THE RECORDS —

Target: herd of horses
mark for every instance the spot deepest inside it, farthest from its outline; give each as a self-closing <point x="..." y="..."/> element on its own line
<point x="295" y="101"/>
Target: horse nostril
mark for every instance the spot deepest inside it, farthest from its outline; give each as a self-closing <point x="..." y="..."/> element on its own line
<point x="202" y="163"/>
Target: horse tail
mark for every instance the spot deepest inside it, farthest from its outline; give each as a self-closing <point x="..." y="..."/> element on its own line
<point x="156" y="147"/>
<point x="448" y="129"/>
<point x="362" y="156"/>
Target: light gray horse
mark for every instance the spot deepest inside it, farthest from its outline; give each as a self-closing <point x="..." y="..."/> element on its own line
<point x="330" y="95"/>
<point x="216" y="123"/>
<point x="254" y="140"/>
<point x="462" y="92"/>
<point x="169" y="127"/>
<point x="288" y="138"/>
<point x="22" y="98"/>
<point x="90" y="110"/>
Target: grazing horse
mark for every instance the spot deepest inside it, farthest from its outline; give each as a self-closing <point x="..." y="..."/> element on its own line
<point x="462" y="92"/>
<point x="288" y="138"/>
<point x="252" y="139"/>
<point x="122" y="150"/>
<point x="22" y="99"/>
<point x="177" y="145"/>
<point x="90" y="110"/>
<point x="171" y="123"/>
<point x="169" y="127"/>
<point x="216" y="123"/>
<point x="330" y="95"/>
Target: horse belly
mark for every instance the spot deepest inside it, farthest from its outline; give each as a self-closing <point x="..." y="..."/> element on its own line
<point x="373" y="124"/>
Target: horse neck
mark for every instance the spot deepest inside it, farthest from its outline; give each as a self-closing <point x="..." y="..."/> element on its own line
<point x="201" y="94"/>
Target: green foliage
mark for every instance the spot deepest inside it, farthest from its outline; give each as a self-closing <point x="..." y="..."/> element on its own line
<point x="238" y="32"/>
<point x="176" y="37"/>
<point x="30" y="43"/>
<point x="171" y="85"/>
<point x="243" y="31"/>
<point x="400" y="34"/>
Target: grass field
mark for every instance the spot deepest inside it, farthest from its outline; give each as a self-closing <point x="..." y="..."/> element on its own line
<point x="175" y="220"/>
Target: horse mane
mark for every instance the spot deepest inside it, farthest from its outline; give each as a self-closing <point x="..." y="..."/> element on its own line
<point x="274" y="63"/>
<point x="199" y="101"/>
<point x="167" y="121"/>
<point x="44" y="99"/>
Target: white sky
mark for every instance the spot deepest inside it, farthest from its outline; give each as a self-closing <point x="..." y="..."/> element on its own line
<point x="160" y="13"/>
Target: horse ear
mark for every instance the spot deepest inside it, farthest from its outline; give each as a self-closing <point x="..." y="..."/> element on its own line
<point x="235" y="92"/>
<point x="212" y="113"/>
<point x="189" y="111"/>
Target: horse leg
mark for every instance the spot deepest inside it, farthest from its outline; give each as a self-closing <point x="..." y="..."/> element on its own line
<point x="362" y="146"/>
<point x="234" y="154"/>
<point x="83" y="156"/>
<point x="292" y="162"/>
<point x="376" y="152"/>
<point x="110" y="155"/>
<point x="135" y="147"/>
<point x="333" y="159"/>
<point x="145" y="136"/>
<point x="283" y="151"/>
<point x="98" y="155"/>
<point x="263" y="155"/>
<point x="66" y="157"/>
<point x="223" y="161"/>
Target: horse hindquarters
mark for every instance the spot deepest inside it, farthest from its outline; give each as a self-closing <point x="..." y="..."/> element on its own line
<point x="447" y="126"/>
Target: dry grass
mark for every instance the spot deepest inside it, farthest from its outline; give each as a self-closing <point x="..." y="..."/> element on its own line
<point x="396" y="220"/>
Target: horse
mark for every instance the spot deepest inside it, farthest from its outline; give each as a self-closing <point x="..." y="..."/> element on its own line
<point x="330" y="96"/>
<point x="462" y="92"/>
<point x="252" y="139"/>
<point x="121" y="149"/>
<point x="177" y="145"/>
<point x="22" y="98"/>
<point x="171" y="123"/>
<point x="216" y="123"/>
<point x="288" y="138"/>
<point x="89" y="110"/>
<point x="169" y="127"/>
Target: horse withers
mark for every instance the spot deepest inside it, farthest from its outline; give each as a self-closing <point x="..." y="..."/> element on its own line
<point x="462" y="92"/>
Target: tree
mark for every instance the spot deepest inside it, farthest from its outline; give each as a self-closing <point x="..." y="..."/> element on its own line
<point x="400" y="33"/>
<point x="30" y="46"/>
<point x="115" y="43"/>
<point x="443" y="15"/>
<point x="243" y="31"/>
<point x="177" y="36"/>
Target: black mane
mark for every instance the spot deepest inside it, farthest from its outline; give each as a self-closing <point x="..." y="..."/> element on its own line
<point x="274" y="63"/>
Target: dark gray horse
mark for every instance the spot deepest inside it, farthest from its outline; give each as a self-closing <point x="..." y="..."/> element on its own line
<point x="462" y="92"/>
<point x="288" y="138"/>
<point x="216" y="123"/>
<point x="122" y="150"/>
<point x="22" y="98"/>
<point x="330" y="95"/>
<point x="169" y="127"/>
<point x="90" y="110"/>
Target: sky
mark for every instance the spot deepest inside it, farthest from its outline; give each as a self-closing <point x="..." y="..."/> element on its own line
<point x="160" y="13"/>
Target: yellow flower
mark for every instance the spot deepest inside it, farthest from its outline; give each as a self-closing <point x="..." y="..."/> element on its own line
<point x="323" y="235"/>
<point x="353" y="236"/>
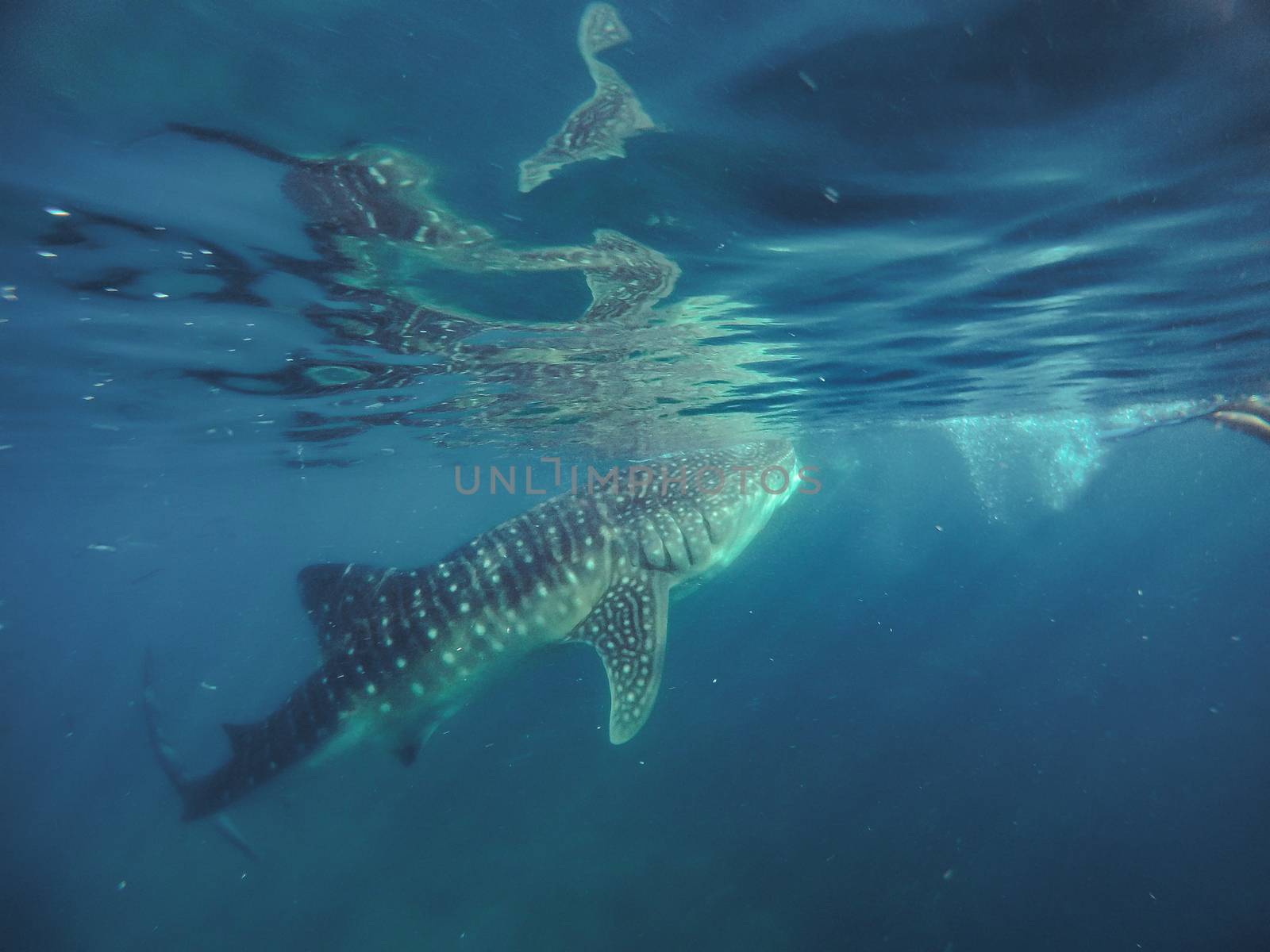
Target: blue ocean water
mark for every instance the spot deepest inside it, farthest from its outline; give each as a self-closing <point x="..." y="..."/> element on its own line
<point x="999" y="685"/>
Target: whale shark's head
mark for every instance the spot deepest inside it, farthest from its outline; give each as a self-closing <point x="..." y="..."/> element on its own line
<point x="694" y="514"/>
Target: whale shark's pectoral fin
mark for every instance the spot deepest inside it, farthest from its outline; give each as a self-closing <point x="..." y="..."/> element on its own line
<point x="628" y="628"/>
<point x="408" y="747"/>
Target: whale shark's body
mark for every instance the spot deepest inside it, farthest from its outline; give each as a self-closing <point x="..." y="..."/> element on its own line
<point x="403" y="649"/>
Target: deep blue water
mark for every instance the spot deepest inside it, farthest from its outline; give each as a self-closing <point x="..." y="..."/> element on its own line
<point x="999" y="685"/>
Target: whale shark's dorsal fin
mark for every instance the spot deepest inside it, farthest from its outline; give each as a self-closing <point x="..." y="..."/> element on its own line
<point x="628" y="628"/>
<point x="340" y="598"/>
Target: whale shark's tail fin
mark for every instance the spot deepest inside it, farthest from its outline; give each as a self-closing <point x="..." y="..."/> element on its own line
<point x="190" y="793"/>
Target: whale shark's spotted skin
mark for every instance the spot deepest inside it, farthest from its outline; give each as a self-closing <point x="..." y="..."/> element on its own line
<point x="598" y="127"/>
<point x="404" y="647"/>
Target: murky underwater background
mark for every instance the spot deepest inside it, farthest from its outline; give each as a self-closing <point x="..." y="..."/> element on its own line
<point x="1000" y="685"/>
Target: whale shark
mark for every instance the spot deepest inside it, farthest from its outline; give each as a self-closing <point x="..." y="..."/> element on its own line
<point x="404" y="649"/>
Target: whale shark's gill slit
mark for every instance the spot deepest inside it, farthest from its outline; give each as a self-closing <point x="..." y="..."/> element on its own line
<point x="628" y="628"/>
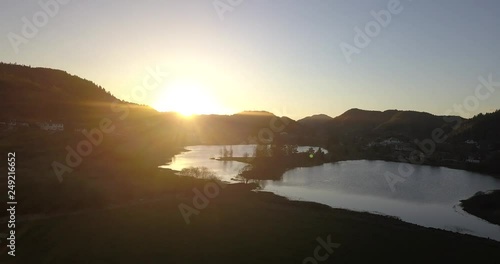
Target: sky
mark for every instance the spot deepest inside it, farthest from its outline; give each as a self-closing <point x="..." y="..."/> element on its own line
<point x="287" y="57"/>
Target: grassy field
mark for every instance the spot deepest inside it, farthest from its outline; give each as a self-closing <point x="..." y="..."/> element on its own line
<point x="238" y="226"/>
<point x="484" y="205"/>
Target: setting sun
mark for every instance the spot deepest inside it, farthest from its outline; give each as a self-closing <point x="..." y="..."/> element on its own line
<point x="187" y="98"/>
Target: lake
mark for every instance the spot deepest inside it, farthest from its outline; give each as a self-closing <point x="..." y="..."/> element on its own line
<point x="430" y="197"/>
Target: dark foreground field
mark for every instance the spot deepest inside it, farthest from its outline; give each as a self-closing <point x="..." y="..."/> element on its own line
<point x="484" y="205"/>
<point x="238" y="226"/>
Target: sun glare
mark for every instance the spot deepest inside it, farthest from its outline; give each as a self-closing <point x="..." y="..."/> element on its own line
<point x="187" y="98"/>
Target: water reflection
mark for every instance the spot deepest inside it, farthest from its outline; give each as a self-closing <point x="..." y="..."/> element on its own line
<point x="430" y="197"/>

REQUIREMENT —
Starting at the line that contains "Target: lake", write out every line to the end of the entries, exactly as given.

EXERCISE OUTPUT —
Target: lake
mark for every instance the spot deepest inside it, farthest from its outline; give each as a self-closing <point x="..." y="..."/> element on its own line
<point x="430" y="197"/>
Target: dark foreground field
mark for every instance the spot deepest inside it, farthest from its outline; give each as a self-closing <point x="..." y="..."/> element on its own line
<point x="484" y="205"/>
<point x="238" y="226"/>
Target: sun glare
mark for every instance the spot deepest inside it, farthest from its outline; give each as a self-closing <point x="..." y="..."/> element on its own line
<point x="187" y="98"/>
Target: water reflection
mark for every instance the spot deepest inside it, farthest from its outline; give each as a self-closing <point x="..." y="..."/> element on its own line
<point x="430" y="197"/>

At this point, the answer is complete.